Records excerpted from a collection
_ _ _

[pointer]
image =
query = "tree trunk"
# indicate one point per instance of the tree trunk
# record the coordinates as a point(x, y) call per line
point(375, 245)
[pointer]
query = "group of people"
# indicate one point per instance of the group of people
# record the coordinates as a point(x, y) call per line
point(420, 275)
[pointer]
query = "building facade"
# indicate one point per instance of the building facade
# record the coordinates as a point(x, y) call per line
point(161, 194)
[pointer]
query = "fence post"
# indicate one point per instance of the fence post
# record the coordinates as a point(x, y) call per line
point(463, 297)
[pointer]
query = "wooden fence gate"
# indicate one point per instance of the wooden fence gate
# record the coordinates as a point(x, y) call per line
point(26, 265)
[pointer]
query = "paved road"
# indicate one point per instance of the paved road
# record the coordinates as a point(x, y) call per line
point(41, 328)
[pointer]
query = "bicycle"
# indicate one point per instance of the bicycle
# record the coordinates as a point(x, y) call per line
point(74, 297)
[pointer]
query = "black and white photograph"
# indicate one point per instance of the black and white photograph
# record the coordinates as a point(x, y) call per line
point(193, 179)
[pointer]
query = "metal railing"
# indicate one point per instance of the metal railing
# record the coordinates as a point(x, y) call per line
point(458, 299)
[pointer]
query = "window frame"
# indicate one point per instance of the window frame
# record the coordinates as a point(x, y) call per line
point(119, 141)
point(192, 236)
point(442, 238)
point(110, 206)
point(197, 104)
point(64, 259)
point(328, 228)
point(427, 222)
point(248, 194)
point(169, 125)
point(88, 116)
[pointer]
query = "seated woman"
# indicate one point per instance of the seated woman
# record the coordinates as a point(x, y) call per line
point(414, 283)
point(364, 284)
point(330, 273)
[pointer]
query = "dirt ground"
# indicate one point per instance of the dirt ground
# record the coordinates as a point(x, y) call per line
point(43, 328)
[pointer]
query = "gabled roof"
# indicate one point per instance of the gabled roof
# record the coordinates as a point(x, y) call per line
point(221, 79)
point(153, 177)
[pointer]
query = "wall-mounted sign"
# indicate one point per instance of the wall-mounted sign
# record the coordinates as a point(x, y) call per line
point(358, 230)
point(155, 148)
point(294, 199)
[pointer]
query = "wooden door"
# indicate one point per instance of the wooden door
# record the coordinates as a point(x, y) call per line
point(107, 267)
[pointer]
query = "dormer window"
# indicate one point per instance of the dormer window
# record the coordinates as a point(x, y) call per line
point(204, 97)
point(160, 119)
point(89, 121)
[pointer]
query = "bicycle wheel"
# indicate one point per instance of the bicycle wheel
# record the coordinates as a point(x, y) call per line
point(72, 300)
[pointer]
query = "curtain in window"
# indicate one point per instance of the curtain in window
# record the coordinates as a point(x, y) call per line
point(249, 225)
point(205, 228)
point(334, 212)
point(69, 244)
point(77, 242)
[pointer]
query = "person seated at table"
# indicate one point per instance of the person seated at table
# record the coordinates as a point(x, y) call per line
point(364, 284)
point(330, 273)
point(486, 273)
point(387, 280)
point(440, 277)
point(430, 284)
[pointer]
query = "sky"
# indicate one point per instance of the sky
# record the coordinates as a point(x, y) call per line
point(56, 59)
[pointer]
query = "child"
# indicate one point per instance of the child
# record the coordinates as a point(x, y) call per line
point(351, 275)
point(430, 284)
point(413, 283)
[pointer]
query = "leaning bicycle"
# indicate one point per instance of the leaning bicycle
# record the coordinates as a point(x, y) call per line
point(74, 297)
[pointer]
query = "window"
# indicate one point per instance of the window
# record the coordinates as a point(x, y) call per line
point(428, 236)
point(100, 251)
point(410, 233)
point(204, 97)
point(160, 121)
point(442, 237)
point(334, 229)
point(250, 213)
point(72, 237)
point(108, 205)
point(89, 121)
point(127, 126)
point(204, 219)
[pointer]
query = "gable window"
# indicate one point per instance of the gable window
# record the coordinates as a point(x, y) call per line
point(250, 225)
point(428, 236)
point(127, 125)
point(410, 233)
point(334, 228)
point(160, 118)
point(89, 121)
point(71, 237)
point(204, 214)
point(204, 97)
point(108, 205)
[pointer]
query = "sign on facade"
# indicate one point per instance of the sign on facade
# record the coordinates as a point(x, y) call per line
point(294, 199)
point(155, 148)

_ _ _

How many lines in the records above contain the string "black"? Reply with the number alone.

2